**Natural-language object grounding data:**
===

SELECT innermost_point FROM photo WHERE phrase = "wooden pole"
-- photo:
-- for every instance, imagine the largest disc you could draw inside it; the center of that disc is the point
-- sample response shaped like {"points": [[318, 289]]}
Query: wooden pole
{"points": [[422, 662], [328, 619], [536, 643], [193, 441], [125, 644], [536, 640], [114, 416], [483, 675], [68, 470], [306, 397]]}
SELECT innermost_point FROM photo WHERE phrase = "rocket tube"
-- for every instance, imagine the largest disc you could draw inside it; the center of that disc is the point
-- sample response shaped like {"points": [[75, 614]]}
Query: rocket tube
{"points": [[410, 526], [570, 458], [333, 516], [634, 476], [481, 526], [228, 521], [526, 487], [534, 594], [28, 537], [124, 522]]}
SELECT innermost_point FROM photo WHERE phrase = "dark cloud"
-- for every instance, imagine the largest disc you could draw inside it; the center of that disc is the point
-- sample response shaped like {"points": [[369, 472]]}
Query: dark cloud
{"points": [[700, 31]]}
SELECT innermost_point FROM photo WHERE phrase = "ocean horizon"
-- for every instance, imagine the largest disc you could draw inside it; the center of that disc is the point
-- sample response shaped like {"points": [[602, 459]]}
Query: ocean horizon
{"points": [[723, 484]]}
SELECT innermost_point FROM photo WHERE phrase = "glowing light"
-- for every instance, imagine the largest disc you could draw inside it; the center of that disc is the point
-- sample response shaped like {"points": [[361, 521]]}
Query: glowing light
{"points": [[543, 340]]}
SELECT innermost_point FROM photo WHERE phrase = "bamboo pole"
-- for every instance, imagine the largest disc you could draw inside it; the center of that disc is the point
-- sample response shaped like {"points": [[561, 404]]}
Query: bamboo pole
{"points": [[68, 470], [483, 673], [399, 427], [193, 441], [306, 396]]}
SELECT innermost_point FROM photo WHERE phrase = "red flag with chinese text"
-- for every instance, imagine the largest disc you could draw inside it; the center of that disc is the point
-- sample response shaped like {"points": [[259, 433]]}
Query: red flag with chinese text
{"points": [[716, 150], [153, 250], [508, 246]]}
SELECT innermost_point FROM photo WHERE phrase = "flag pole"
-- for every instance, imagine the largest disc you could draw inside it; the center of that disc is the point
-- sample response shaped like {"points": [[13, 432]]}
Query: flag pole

===

**Your goal:** Go through the entries and return each line where the word "response" appears.

**Answer to this problem:**
-- sample response shaped like {"points": [[318, 289]]}
-- sample response shaped like {"points": [[75, 614]]}
-- sample response shaped like {"points": [[369, 472]]}
-- sample response shaped like {"points": [[602, 459]]}
-- sample response shaped like {"points": [[361, 521]]}
-- sample response shaped like {"points": [[561, 404]]}
-- sample response shaped like {"points": [[259, 433]]}
-- sample response shaped like {"points": [[13, 432]]}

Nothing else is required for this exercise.